__Supplied text__.
= = = =
A VIEW FROM TWIN PEAKS
by Paul R. Fransway, Ann Arbor Office

Quick. Define Twin Peaks. Other than the obviously now dated TV show, up until a couple of weeks ago, the only other definition of Twin Peaks was a restaurant chain that featured double entendre advertising, scantily clad women servers and "man food." Now Twin Peaks has a new definition; Twin Peaks means a mass gunfight that left a number of people dead, a lot injured, more than 150 people arrested with a 1,000 weapons seized, and incidentally, a terminated franchisee who had invested more than $1,000,000 to open their restaurant and a franchisor trying to figure out how to do damage control. Those of us in the franchise business immediately recognized a franchised system's nightmare and watched from afar to see how the franchisor and franchisee would handle the disaster. The consensus of many seems to be "not very well." The important question, however, is what lessons are there to be learned from the Twin Peaks debacle.

The short answer to the question that a franchisor, as the leader of a franchise system, has to be prepared in advance of a public relations disaster, not only from a legal standpoint but also from a public relations standpoint. The reason is simple. It is not a question of if a franchise system will be faced with this type of situation but when it will happen. Only through assuring that the franchise agreement contains terms that allow the franchisor to take action against the franchisee if necessary and merited, and by having a disaster response plan in place that can limit damage to the brand, can a franchise system endure and recover to continue to be successful.

Legal issues. What a franchisor can legally do in situations like the Twin Peaks shootout is obviously dependent upon what the franchise agreement provides. When the news broke that Twin Restaurant Franchise, LLC, the franchisor, had almost immediately terminated the franchise agreement of the Waco franchisee, curiosity prompted the question "I wonder what their franchise agreement says" because franchisors often do not have clear contractual rights to terminate the franchise agreement in situations like the Waco incident. Most franchise agreements provide that the agreement can be terminated if the franchisee is convicted of a felony, and a majority also provide that the franchisor has the right to terminate if the "franchisee commit[s] any other act which may adversely affect or be detrimental to us, other franchisees, or any of our rights in and to the [marks]." 1 In some cases, the franchise agreement is drafted in such a way as to require some causal connection between the criminality and the damage to the brand. The problem in the Twin Peaks situation was that, based upon the publicly known facts, the franchisee was not convicted, or even charged with a felony, and it is subject to question whether the franchisee's acts in Waco are what led to the damage to the brand.2 The first lesson to be learned, therefore, is to look at your franchise agreement and consider whether changes are necessary. Examples of possible changes include assuring that the criminal acts / damage to the brand are independent defaults and that the language does not appear to require a causal connection between the crime and the damage to the brand, the grant to the franchisor of the right to make the determination of what conduct or omissions by the franchisee impair the brand and the grant to the franchisor of the right to terminate without cure if the franchisor reasonably determines that a threat or danger to public health or safety is likely to result from franchisee's acts or operation.3 Clarity is the key and to the extent possible, the agreement should be clarified with anticipated risks in mind.4

We are a good corporate citizen. In the aftermath of what was obviously a difficult situation, it was hard not to get the impression that the franchisor and the franchisee were both pointing fingers in different directions attempting to deflect responsibility.5 From a franchise law perspective, we can all understand that instinct since the franchisee is an independent contractor and is ultimately responsible for what occurs at their location. This is particularly true in an evolving legal environment where efforts are being made to ignore the franchisor/franchisee distinction and too much involvement by the franchisor will be cited as evidence of control exposing the franchisor to liability. Even so, we understand the franchisor/franchisee distinction. The public does not. They have even less understanding where the public safety and health are put at risk (as was the case here) and both franchisor and franchisee are "passing the buck." The unfortunate truth is that the public is going to hold both the franchisor and the franchisee responsible regardless of the legal distinctions and the franchisor has the responsibility to limit the damage to the system as much as possible. This requires having a team in place with authority at the highest level to serve as the public face for the franchise system. Retention of a good public relations firm and designation of the internal disaster management team before the crisis happens is essential. The immediate response should be to have franchisor personnel with experience interacting with the media on the ground to answer questions as soon as possible and to tell the story from the system's side. This should include responses on social media where much of the negative publicity today is spread. At the very least, they should be there to make it clear that the company cares about the event, that it finds the event unacceptable and will do whatever it can to resolve the situation and to regain the public trust (including the termination of the franchise agreement if necessary.)
= = = =
__Data for processing__.

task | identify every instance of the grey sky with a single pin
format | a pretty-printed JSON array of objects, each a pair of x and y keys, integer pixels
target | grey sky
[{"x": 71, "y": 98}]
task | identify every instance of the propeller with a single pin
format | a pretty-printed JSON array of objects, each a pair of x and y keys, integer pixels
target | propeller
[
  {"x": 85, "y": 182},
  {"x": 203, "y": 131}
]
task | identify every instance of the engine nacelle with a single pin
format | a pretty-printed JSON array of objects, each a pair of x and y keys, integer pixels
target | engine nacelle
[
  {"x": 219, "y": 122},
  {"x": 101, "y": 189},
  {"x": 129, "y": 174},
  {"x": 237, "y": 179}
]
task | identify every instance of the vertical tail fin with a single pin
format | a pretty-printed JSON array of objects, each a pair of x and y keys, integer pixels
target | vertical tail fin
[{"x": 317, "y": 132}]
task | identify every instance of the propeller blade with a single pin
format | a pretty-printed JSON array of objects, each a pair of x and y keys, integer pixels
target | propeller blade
= = = =
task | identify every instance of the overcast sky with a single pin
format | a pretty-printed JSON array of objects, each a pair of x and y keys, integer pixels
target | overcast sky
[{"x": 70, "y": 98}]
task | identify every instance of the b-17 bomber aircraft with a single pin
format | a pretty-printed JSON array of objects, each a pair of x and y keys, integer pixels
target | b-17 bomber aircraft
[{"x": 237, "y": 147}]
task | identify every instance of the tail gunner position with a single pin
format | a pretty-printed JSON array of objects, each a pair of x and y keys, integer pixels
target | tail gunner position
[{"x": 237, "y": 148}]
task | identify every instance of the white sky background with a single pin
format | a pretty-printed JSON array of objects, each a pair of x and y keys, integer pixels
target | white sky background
= = = =
__Instruction 1__. In the records, copy out the lines that begin at the one containing "task | identify every instance of the propeller blade" and stop after the one containing "target | propeller blade", with both ends included.
__Instruction 2__. Write the next part of the article on lessons from the Twin Peaks shootout for franchisors, picking up after its last sentence.

__Result 1__.
task | identify every instance of the propeller blade with a single pin
format | a pretty-printed JSON array of objects, each a pair of x and y keys, integer pixels
target | propeller blade

__Result 2__.
This response team cannot be limited to the franchisor. A franchisor should also provide training for franchisees about how to deal with crisis management. In the Twin Peaks case, it appeared that the police were blaming both the franchisor and the franchisee, the franchisor blamed the franchisee and immediately terminated their franchise agreement and the franchisee was making public statements that termination was not merited and that they did nothing wrong. While these approaches make sense from a legal perspective, all they did was cement the thinking in the public's mind that there was plenty of blame on both sides. Certainly, where, as here, public officials express concern, this concern should be taken seriously and proactively addressed even if there is increased exposure from the franchisor and franchisee working together. At the very least, every effort should be made to define possible risks, to put communications personnel and others with authority in place to respond before the need arises, to assure communication lines between the franchisor and franchisees are well defined and to make it clear that public officials recommendations are always followed.6 Twin Peaks clearly did not have these elements in place, and there are a number of public relations consultants that point to the Twin Peaks situation as an example of what not to do.7

What is apparently overlooked in the Twin Peaks situation is the criminal behavior that led to the crisis. Even though the crisis may not be of their own creation, franchisors are well advised to proactively look at steps that can limit any damage when the crisis occurs.


1 A review of franchise agreements of many of the larger franchisors disclose both of these provisions, some with variations, such as the addition of conviction of misdemeanors involving moral turpitude, violation of anti-terrorism laws and similar provisions.
2 Such as the criminal acts of others. The franchisee appears to be taking this position in their public announcements.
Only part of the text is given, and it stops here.